• **Records provided**
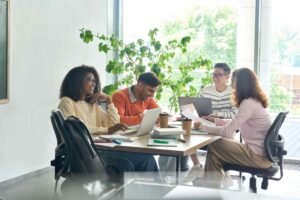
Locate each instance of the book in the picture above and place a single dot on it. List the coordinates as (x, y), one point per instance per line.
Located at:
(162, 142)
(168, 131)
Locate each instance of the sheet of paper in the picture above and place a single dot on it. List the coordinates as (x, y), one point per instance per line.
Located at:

==

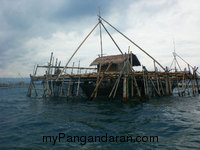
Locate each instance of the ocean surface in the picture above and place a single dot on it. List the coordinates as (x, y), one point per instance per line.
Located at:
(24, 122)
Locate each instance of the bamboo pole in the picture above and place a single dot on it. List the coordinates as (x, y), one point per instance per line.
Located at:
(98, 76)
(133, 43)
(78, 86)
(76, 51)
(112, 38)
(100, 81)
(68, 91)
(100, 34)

• **Exercise objective**
Identify each preceding line that contains the word "above", and copy every such line in full. Case counts.

• **Solution for this task**
Locate each instance of the book in the picture above and place a single dot on it. List the coordinates as (x, y), one point per instance per line.
Locate each instance of the sheet of paper in the picture above and place a single dot on it. List the coordinates as (x, y), one point per instance per line.
Locate each instance of the ocean surface in the picture above and place a single dot on it. List the coordinates as (x, y), one point per instance per line.
Locate each instance of the bamboo pole in the picture above and place a single dot on it. List the coordinates as (x, y), one point per instance per line.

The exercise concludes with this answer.